## Extrait de page
++++

QUESTION 1 : AIR CANADA A‑T‑ELLE DONNÉ LES RAISONS POUR LESQUELLES LA RÈGLE 245E)1)b)iv) NE DEVRAIT PAS PRÉVOIR QUE, EN L’ABSENCE DE LA PREUVE FAITE PAR AIR CANADA QUE TOUTES LES MESURES RAISONNABLES ONT ÉTÉ PRISES POUR ÉVITER LA SUBSTITUTION DE L’AÉRONEF PRÉVU PAR UN AUTRE D’UNE CAPACITÉ MOINDRE, UNE INDEMNITÉ POUR REFUS D’EMBARQUEMENT SERA OFFERTE AUX PASSAGERS CONCERNÉS?

Positions des parties

Air Canada

[5] Air Canada fait valoir qu’à la lumière de la décision no 204‑C‑A‑2013, elle propose la disposition tarifaire révisée qui suit relativement à l’exception au paiement d’une indemnité pour refus d’embarquement dans le cas d’un déclassement d’aéronef pour des raisons opérationnelles ou de sécurité.

[traduction]

iv) si, pour des motifs opérationnels ou de sécurité qui sont hors du contrôle du transporteur, il y a eu substitution de l’aéronef prévu par un autre d’une capacité moindre.

M. Lukács

[6] M. Lukács prétend que la règle 245E)1)b)iv) proposée par Air Canada va à l’encontre de la conclusion de l’Office dans la décision no 204‑C‑A‑2013 selon laquelle, en l’absence d’un élément de preuve présenté par Air Canada que toutes les mesures raisonnables ont été prises pour éviter la substitution de l’aéronef prévu par un aéronef d’une capacité moindre, une indemnité pour refus d’embarquement doit être offerte aux passagers concernés. Par conséquent, il fait valoir qu’Air Canada n’a pas donné les raisons concernant cette question et que la règle 245E)1)b)iv) devrait être remplacée par la disposition mentionnée ci‑après, qui est conforme à la décision no 204‑C‑A‑2013.

++++

## Consignes
**a)** Dans l'extrait sur la règle tarifaire d'Air Canada, à la lumière de quelle décision Air Canada propose-t-elle sa disposition tarifaire révisée ?
**b)** Énumérez toutes les entités (personnes, entreprises ou organismes) nommées dans l'extrait sur la règle tarifaire d'Air Canada.
**c)** Prolongez l'extrait sur la règle tarifaire d'Air Canada en reprenant juste après sa dernière phrase.

## Données fournies
++++

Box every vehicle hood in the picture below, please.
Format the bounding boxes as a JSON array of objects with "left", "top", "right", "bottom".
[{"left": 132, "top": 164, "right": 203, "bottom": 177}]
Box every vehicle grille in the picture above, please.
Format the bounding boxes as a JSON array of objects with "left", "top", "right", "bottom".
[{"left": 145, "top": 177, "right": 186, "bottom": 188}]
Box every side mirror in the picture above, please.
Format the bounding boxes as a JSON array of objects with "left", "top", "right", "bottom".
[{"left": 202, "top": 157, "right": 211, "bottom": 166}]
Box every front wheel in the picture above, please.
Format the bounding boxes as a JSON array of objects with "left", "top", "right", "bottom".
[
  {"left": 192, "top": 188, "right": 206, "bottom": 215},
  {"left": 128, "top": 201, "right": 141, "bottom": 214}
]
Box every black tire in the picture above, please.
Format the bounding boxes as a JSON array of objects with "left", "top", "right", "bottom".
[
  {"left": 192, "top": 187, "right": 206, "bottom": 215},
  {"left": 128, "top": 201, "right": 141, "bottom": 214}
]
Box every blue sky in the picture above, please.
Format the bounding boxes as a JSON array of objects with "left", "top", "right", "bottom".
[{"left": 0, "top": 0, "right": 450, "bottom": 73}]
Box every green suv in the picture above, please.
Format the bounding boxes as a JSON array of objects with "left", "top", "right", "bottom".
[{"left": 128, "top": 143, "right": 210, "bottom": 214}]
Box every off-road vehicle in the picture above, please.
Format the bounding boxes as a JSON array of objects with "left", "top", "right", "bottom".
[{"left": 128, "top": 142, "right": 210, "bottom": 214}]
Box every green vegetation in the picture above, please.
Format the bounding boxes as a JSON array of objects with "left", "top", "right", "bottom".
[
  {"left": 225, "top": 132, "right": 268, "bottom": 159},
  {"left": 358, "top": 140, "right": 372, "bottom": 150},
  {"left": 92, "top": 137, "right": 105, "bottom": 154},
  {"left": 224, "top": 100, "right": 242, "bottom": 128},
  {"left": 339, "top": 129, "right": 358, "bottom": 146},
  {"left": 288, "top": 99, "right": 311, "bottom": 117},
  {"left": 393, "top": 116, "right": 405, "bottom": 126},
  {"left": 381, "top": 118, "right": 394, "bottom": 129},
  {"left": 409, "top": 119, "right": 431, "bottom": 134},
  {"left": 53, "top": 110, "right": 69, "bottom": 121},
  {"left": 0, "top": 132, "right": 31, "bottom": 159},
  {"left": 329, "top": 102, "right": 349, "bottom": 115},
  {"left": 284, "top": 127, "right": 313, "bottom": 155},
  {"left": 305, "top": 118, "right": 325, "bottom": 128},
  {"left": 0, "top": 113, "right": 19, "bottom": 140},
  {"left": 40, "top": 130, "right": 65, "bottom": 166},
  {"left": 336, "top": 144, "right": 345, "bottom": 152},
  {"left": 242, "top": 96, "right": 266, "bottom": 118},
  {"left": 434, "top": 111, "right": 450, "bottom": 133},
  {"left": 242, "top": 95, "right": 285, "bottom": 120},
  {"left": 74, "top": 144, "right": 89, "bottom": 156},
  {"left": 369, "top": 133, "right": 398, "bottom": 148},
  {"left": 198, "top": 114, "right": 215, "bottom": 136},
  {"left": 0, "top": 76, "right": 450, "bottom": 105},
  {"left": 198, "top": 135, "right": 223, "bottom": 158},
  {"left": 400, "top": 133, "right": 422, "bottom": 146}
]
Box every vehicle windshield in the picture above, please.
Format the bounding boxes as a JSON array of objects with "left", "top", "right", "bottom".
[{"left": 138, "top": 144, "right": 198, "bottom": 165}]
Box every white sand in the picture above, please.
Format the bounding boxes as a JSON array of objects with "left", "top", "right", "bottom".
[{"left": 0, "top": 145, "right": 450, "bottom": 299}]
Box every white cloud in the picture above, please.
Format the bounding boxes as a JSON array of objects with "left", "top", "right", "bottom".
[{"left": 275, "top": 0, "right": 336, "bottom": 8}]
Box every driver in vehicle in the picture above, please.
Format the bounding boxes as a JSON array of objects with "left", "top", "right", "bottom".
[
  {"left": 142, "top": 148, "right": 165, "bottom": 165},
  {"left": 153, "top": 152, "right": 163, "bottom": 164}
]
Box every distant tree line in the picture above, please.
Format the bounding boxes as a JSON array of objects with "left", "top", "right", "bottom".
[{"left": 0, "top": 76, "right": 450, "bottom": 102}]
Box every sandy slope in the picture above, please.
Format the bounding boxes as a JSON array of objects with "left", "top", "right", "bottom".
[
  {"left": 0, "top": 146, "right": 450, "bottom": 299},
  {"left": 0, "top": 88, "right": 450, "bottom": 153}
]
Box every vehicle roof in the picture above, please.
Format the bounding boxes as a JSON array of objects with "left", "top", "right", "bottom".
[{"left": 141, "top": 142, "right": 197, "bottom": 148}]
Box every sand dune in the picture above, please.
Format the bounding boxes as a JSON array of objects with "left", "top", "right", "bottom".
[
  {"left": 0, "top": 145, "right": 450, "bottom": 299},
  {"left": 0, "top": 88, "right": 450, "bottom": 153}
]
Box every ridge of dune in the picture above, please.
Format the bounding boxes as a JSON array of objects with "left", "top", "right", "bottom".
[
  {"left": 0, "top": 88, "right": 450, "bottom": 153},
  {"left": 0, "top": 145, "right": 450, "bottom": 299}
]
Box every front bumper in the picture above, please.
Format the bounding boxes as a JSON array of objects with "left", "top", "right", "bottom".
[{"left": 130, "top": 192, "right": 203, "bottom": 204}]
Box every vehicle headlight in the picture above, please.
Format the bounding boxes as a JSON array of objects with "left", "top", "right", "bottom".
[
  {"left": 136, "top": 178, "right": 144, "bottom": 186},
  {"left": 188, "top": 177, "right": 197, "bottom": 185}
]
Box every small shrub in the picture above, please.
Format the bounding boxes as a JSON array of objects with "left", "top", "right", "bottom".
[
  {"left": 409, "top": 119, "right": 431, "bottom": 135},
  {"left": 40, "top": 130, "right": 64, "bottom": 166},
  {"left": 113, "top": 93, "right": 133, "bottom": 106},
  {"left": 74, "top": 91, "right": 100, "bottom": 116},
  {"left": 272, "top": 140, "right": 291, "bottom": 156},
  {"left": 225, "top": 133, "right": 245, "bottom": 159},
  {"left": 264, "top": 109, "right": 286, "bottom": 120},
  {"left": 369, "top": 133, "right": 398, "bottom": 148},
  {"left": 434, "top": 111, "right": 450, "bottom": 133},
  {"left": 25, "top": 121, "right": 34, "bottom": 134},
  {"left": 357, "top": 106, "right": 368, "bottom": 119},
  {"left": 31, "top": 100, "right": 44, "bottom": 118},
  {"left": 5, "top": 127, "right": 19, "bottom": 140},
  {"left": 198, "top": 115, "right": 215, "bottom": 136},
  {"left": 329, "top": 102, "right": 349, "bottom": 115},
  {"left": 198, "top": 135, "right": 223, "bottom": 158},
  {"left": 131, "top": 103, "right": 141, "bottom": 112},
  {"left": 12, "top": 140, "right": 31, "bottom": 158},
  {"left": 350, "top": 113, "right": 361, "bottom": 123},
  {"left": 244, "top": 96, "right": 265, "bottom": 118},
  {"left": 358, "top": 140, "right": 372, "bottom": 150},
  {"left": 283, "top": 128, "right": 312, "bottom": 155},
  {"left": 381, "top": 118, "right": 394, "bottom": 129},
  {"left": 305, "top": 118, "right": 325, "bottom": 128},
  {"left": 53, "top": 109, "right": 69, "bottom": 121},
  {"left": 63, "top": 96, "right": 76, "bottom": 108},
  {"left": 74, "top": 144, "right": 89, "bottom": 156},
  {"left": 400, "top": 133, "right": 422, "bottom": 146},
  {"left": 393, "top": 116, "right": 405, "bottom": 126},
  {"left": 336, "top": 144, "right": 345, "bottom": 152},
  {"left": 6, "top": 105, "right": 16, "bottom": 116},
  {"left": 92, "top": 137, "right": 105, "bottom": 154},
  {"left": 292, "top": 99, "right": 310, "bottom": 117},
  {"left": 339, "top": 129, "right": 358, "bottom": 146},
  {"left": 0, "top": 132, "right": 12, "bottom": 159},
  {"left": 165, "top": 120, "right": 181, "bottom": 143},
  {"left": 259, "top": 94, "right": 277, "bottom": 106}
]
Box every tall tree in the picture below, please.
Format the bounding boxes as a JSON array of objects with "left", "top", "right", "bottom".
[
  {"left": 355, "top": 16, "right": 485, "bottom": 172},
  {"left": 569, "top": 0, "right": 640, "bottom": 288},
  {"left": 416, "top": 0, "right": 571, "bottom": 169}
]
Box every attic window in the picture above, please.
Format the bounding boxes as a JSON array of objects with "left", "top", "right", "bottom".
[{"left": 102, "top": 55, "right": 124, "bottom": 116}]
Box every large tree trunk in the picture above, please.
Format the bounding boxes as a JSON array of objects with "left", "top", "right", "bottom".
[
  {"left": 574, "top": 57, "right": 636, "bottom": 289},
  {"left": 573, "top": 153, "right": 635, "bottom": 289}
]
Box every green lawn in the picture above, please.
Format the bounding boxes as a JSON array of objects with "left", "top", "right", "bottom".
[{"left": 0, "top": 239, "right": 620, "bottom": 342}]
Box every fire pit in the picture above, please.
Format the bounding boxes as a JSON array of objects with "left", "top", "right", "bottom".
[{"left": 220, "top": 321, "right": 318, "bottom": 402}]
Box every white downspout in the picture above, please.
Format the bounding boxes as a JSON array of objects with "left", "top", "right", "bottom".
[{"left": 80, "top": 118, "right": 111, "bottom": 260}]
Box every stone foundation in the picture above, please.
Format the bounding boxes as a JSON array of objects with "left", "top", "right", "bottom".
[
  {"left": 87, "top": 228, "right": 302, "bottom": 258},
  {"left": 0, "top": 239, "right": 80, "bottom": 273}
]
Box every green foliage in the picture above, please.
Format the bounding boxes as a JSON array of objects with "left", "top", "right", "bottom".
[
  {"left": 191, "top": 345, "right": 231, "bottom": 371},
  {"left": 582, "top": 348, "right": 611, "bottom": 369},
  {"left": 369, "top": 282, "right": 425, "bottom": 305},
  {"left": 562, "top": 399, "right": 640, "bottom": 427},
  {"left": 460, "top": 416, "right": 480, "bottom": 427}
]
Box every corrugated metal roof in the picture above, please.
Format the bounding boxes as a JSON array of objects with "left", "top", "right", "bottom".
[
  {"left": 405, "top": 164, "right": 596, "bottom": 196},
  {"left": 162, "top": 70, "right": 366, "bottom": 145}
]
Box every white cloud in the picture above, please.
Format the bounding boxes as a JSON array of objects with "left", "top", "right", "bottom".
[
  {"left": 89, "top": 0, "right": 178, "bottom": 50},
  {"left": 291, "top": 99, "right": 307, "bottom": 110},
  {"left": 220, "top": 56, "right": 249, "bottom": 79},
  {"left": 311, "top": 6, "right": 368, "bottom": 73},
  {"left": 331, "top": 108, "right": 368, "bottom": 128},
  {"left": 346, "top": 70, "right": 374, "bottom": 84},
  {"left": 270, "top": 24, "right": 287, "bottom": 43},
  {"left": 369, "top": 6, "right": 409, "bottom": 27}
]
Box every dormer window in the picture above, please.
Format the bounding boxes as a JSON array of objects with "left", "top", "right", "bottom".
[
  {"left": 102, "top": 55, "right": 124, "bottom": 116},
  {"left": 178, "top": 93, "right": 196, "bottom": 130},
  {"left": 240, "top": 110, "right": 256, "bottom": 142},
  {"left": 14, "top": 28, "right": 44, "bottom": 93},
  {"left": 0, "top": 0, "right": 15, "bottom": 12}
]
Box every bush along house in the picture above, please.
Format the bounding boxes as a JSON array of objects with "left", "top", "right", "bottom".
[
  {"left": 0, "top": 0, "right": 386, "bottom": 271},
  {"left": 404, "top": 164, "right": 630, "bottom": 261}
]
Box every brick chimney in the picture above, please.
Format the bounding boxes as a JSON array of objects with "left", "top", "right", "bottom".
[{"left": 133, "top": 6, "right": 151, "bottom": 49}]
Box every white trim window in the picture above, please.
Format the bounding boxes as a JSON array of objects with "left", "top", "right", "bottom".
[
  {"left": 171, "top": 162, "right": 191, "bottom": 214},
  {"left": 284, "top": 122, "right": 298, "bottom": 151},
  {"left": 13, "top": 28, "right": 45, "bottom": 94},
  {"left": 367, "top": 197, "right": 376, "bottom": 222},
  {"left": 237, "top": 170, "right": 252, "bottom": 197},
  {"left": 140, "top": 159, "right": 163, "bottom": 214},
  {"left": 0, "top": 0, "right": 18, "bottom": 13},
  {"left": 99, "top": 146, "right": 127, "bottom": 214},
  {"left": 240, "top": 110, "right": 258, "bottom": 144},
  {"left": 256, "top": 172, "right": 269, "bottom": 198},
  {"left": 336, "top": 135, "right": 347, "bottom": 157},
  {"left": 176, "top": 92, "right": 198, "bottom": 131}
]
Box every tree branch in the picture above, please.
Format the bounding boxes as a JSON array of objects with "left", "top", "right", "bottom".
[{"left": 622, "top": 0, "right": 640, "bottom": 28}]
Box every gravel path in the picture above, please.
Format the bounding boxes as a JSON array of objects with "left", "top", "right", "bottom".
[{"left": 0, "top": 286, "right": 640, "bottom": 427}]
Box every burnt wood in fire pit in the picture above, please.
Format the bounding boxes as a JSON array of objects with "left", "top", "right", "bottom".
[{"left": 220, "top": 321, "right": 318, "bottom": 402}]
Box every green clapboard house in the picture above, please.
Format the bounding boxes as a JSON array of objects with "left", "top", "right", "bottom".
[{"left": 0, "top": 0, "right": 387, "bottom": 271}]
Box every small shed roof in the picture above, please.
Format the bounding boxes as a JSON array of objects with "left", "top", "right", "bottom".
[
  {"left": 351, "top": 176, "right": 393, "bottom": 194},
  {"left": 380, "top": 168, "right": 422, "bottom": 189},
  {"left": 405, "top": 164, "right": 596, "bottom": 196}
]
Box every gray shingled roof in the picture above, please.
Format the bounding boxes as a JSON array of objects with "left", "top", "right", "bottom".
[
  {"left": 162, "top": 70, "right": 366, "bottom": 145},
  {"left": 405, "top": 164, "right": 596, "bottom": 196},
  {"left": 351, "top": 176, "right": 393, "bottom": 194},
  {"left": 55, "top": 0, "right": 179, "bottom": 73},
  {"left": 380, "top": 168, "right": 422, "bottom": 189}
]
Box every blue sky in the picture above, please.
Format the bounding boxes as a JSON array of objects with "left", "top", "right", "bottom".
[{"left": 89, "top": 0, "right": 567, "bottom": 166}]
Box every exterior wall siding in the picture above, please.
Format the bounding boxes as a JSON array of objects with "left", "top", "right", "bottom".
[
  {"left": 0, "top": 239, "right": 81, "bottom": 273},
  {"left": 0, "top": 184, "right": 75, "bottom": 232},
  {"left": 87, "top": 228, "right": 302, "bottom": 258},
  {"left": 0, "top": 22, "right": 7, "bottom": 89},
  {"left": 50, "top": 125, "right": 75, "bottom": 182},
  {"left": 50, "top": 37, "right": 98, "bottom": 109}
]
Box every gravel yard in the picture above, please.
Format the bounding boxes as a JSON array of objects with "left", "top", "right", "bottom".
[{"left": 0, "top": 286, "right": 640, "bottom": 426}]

++++

## Réponses par consigne
**a)** À la lumière de la décision no 204‑C‑A‑2013.

**b)** Air Canada ; M. Lukács ; l'Office.

**c)**
[traduction]

iv) si le transporteur peut prouver à la fois que :

1) pour des motifs opérationnels ou de sécurité qui sont hors de son contrôle, il y a eu substitution de l’aéronef prévu par un aéronef d’une capacité moindre;

2) il a pris toutes les mesures raisonnables pour éviter la substitution ou qu’il lui était impossible de prendre ces mesures.

Analyse et constatations

[7] Dans la décision no 204‑C‑A‑2013, l’Office a expressément donné à Air Canada l’occasion de donner les raisons pour lesquelles la disposition révisée de la règle 245E)1)b)iv) ne devrait pas prévoir que, en l’absence d’un élément de preuve présenté par Air Canada que toutes les mesures raisonnables ont été prises pour éviter la substitution de l’aéronef prévu par un aéronef d’une capacité moindre, une indemnité pour refus d’embarquement sera offerte aux passagers concernés. Dans sa réponse, Air Canada a simplement proposé une disposition tarifaire qui exclut le libellé susmentionné et elle a omis de déposer une présentation concernant ce libellé.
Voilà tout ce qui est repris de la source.